(Natural-language object grounding data)
----------
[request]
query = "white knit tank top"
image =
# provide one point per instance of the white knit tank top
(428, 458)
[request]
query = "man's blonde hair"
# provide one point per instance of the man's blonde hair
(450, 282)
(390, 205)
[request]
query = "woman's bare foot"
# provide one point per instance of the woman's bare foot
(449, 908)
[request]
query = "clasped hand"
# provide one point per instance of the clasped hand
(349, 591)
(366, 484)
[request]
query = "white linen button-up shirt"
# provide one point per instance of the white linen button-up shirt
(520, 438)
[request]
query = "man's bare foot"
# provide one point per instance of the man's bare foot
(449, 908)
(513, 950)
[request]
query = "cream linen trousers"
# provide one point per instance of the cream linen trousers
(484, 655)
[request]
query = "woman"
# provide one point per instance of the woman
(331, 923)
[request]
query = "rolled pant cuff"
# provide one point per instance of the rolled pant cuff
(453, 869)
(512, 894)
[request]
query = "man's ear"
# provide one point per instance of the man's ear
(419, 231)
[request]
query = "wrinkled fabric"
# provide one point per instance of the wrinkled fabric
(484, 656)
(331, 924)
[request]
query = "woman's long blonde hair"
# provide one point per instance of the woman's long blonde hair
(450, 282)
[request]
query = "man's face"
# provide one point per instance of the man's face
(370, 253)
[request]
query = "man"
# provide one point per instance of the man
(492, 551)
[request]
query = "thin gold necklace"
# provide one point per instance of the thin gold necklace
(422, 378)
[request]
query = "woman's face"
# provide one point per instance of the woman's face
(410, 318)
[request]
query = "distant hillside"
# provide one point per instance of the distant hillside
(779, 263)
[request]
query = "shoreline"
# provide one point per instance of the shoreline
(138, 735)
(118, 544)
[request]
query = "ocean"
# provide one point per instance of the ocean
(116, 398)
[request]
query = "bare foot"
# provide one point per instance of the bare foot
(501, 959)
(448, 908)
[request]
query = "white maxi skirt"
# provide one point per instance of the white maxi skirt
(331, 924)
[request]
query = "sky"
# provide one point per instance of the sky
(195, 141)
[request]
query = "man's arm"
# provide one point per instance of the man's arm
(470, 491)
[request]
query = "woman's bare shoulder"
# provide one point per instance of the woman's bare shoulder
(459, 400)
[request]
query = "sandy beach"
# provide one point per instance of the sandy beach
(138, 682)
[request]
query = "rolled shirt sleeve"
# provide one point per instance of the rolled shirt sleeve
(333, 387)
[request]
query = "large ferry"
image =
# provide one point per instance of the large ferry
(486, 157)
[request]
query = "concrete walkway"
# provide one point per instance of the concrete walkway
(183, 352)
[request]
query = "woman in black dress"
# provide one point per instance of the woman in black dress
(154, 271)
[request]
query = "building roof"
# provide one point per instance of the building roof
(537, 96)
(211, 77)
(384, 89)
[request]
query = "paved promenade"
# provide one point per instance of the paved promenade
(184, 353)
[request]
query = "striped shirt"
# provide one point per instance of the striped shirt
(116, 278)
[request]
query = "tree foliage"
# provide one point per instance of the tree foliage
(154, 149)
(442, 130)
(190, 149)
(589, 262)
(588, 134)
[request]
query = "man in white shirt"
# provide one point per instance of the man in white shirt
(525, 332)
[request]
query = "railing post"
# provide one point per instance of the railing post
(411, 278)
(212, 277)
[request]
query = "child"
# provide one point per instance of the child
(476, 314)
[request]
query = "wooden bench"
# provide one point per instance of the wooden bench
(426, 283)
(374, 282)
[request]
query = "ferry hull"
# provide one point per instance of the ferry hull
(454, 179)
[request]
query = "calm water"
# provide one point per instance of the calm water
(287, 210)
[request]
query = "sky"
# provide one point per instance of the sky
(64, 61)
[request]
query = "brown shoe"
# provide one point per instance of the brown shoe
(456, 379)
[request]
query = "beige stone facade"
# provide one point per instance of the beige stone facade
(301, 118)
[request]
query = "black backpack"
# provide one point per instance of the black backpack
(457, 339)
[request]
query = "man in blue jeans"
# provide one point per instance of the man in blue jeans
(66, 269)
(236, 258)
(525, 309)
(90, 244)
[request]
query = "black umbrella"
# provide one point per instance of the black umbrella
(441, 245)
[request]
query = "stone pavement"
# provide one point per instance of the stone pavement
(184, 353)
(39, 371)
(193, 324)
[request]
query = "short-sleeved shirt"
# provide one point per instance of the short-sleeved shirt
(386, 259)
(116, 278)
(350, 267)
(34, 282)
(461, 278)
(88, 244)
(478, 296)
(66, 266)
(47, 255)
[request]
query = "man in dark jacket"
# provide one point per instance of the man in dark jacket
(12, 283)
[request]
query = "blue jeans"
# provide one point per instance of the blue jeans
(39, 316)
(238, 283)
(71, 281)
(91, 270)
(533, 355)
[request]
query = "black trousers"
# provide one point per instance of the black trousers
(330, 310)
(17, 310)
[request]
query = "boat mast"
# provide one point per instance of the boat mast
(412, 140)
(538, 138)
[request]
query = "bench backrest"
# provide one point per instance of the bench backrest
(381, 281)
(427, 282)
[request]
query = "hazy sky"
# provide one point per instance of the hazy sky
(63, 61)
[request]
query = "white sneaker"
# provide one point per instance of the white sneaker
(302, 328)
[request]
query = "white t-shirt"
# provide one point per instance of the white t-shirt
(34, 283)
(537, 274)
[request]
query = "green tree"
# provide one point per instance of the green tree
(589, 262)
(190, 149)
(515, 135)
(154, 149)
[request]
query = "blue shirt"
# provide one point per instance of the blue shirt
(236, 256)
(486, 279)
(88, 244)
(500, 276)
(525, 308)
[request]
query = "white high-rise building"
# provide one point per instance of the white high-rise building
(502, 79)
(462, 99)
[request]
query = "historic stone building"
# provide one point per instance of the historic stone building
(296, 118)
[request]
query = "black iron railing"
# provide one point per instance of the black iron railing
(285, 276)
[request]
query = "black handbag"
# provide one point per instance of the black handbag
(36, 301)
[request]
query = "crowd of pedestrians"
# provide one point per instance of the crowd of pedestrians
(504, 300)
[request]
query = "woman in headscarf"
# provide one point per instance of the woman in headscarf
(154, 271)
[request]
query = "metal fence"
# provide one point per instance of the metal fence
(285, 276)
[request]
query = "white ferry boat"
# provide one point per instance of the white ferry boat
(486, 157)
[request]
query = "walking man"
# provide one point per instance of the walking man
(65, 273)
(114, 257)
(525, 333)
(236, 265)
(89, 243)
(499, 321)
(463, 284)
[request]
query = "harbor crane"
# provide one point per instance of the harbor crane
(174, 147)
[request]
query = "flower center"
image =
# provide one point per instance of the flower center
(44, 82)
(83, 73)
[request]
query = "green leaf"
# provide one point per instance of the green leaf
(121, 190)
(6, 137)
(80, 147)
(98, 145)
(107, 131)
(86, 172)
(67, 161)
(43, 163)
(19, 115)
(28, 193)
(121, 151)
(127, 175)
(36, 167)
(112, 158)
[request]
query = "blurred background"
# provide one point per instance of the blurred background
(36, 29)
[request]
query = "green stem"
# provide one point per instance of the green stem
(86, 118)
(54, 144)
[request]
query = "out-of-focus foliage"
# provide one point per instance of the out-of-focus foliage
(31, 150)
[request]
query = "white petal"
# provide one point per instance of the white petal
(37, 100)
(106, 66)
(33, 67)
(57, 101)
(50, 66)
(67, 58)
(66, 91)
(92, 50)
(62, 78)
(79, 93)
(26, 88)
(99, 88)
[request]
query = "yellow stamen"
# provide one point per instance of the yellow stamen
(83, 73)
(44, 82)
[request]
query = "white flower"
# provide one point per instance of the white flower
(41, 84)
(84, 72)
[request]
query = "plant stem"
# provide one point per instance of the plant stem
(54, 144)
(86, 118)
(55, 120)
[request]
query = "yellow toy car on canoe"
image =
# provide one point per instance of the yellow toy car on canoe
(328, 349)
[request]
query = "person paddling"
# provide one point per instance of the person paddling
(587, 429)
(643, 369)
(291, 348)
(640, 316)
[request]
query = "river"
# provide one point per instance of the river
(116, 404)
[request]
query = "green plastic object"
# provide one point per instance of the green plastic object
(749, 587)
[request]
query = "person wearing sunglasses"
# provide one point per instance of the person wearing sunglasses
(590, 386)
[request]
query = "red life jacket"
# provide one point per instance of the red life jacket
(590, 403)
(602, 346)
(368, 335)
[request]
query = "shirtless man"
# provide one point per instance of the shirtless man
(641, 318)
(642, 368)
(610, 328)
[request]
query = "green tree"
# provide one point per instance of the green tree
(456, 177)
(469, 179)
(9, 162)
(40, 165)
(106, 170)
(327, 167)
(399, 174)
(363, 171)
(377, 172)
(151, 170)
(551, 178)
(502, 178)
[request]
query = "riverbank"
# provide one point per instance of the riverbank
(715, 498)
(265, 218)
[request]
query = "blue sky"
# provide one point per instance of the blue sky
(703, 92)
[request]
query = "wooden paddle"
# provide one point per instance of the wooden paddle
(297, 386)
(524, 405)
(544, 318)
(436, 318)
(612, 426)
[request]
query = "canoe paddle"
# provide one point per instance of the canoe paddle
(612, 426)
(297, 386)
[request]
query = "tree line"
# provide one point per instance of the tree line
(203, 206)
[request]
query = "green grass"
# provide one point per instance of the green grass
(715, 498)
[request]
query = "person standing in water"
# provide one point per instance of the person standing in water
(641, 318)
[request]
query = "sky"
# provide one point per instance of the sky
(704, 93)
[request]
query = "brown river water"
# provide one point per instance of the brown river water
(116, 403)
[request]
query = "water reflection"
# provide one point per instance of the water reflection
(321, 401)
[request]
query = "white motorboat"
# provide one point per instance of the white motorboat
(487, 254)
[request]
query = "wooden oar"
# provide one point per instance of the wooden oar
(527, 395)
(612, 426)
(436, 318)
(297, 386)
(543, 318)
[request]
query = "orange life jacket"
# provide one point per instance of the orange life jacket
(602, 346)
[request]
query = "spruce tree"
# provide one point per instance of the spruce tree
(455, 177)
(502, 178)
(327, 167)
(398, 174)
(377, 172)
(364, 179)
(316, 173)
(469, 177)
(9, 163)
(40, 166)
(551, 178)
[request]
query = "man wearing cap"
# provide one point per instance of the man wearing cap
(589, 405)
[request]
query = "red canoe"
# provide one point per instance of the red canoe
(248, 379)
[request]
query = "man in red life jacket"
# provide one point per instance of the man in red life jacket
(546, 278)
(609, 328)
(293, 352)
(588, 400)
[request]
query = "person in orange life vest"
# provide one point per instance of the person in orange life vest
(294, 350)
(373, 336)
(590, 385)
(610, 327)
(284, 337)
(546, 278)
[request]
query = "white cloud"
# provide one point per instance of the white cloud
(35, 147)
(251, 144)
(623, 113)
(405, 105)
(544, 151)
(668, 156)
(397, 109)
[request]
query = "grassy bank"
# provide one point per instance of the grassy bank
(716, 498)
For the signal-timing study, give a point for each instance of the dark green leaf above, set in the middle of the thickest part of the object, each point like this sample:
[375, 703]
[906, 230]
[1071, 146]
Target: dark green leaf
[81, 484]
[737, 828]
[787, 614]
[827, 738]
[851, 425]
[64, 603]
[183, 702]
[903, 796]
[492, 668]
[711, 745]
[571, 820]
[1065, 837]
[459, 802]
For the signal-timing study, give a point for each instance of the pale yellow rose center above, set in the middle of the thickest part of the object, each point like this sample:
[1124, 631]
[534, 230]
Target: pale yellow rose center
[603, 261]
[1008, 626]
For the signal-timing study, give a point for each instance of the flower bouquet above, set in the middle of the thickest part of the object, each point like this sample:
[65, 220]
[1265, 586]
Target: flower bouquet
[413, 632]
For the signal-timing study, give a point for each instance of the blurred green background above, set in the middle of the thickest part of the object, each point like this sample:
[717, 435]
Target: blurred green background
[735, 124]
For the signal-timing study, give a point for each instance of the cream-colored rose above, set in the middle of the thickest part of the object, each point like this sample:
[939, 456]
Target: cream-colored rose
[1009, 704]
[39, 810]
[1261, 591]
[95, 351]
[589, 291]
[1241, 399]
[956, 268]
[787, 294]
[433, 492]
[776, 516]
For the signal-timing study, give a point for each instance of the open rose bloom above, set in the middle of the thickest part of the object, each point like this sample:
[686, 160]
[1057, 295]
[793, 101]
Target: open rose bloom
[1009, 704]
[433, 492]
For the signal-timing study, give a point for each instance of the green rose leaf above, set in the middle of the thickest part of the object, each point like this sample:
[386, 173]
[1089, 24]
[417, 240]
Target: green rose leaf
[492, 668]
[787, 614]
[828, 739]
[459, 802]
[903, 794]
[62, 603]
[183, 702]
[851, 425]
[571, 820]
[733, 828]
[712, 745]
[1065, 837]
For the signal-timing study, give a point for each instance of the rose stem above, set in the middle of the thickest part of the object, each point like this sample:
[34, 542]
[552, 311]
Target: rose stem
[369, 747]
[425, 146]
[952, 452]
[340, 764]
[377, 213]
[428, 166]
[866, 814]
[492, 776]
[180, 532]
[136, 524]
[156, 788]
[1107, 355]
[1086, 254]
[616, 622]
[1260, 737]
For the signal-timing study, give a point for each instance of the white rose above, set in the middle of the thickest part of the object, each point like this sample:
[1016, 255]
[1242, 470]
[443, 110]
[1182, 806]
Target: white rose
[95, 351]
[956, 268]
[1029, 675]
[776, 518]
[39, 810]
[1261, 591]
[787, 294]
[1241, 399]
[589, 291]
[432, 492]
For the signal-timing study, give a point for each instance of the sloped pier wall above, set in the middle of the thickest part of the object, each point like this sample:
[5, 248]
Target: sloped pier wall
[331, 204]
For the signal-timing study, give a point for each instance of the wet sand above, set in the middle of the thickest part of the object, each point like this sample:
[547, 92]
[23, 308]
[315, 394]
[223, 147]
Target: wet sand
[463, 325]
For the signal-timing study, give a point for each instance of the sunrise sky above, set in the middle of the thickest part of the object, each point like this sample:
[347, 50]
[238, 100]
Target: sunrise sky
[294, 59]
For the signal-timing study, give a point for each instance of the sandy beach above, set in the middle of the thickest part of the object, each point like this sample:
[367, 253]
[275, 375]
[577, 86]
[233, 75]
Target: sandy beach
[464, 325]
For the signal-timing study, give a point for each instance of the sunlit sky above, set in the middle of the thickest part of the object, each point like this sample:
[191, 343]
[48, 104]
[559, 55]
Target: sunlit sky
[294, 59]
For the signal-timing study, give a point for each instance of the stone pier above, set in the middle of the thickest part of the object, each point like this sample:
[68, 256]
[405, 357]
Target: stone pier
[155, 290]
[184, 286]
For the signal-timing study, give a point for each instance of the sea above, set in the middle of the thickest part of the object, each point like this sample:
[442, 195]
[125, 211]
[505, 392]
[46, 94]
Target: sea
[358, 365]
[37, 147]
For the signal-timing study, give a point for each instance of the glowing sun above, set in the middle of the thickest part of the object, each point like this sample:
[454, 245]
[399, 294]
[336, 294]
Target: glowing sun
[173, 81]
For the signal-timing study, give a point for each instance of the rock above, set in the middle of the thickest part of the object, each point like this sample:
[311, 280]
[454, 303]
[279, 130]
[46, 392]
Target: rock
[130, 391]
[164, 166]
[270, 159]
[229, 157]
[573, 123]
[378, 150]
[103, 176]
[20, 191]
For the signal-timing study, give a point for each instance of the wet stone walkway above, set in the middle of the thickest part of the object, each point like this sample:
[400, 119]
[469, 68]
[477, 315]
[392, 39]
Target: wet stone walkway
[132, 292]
----------
> _Task prompt_
Only the lines above from the line containing "[1182, 806]" through the line containing "of the sunrise" should be retyped, exactly and with both ends included.

> _Answer to this problem_
[1182, 806]
Target: white rose
[95, 351]
[956, 268]
[1029, 675]
[776, 518]
[39, 810]
[1261, 591]
[787, 294]
[1241, 399]
[589, 291]
[432, 492]
For the signal-timing study, give a point for each instance of the sloped pier wall above, set in the middle of the thickest part of the object, each point like this sample:
[5, 248]
Target: sloped pier wall
[331, 204]
For the signal-timing study, give a point for each instance of the wet sand above, set in the middle of the thickest part of the object, each point like this sample:
[547, 92]
[23, 308]
[315, 394]
[223, 147]
Target: wet sand
[463, 325]
For the signal-timing study, give a point for each instance of the sunrise sky above, set in the middle of the thickest part of the object, each point like this sample:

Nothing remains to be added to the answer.